- [Data shown]:

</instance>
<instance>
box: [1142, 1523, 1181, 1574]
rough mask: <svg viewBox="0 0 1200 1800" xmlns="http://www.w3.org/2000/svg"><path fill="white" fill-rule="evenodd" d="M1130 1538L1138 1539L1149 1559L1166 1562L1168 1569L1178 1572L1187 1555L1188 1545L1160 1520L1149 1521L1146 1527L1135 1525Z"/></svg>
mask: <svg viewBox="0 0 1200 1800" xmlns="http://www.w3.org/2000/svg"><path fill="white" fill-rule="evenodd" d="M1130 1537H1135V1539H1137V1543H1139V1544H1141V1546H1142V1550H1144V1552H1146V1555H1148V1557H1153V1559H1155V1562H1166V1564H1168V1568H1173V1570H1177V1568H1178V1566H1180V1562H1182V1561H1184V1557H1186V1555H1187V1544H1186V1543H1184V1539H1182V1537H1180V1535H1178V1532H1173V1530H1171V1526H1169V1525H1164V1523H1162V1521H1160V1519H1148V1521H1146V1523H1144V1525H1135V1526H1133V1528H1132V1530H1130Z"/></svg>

* * *

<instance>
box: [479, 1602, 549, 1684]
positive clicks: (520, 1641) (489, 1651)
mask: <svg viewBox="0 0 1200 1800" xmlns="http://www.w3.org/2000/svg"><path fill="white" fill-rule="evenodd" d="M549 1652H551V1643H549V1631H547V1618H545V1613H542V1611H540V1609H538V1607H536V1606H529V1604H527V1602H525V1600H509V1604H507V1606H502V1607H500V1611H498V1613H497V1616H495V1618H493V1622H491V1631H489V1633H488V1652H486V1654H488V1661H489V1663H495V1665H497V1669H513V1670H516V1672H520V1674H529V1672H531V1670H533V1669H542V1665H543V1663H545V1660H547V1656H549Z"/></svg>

* * *

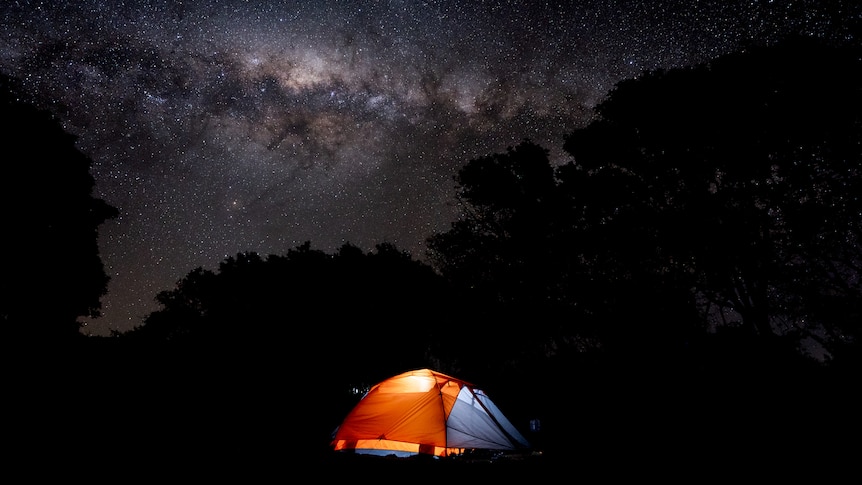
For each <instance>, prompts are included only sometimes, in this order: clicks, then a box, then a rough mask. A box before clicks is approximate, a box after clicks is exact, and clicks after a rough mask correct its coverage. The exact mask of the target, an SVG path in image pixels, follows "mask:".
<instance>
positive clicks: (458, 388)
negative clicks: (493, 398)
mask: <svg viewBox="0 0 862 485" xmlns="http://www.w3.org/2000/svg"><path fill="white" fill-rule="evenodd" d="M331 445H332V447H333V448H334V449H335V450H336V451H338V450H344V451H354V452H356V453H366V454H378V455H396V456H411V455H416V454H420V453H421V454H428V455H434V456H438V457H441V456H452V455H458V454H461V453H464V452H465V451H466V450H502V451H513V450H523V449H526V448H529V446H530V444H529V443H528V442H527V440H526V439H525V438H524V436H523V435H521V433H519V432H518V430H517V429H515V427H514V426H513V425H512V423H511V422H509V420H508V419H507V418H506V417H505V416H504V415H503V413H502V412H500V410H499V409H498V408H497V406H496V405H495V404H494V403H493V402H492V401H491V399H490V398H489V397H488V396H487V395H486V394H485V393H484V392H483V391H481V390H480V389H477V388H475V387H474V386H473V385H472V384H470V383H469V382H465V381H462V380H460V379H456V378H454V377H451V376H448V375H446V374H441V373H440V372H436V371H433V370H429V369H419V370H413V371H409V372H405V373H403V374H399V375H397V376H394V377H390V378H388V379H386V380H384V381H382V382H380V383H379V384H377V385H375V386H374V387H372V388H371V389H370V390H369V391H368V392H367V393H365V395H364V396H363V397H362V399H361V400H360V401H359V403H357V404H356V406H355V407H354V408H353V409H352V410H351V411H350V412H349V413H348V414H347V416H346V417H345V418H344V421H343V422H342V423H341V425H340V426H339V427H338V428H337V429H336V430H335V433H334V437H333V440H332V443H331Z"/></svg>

- [Task details]: All that belongs in your answer is the stretch of entries above from the line with "For each <instance>, prompts" through the line with "positive clicks: (458, 388)", printed exactly.

- [Response to this task]:
For each <instance>, prompts are included only sometimes, in this order: clicks, then a box, then a rough mask. A box before clicks is approximate, a box after clicks is exact, and clicks after a rough mask correct its coverage. The exact mask of the target, an SVG path in image pixels, follows "mask:".
<instance>
positive clicks: (458, 388)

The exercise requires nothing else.